#### Task prompt:
Update the records below by replacing every instance of "sports analytics" with "land surveying". Reproduce all of the records with everything else unchanged.

#### Given data:
** BEGIN **

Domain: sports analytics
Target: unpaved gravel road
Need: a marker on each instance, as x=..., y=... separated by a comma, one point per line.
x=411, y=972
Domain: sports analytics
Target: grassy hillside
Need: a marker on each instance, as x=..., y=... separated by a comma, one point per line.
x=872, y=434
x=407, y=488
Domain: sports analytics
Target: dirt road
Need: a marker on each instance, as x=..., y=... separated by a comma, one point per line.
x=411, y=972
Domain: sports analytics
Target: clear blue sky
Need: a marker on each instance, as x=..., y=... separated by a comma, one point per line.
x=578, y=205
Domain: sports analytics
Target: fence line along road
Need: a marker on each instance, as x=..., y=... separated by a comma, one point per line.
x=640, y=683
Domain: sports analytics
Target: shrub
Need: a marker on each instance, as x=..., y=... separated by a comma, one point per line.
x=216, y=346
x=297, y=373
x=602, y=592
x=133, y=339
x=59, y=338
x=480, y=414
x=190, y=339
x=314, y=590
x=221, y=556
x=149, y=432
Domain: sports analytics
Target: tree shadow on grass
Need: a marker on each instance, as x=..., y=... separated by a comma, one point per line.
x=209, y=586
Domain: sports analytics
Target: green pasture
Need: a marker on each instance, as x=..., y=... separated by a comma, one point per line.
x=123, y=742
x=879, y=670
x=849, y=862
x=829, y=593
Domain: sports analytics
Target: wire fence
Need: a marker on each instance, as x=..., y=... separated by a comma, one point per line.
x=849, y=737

** END **

#### Result below:
Domain: land surveying
Target: unpaved gravel road
Need: a marker on each instance, as x=..., y=... separated by a comma, one point per line.
x=411, y=972
Domain: land surveying
Target: grassy hillside
Need: a marker on each instance, as x=..., y=... separated by a comma, one point per line.
x=872, y=434
x=407, y=488
Domain: land surveying
Target: dirt road
Need: a marker on each instance, as x=..., y=... separated by a comma, one point per line.
x=411, y=972
Domain: land surveying
Target: clear blue sky
Need: a marker on each instance, as x=..., y=... separated by a comma, one point per line.
x=578, y=205
Domain: land surveying
Target: fence line along road
Need: a marker on each instance, as x=..., y=... separated by a comma, one point per line.
x=640, y=683
Domain: land surveying
Target: shrub
Need: a marker on each instance, as x=..., y=... separated by a comma, one point per line.
x=216, y=346
x=297, y=373
x=602, y=592
x=133, y=339
x=59, y=338
x=480, y=414
x=190, y=339
x=314, y=590
x=221, y=556
x=149, y=432
Domain: land surveying
Target: tree shadow on grass
Need: a marker on each instance, as x=..., y=... separated by a comma, one point per line.
x=209, y=586
Domain: land surveying
Target: green pasture
Need: a marker on each instance, as x=..., y=... separated by a comma, one point per line.
x=123, y=742
x=879, y=670
x=849, y=862
x=829, y=593
Domain: land surveying
Target: wire fence
Need: a marker on each instance, as x=..., y=... separated by a comma, one point per line.
x=849, y=737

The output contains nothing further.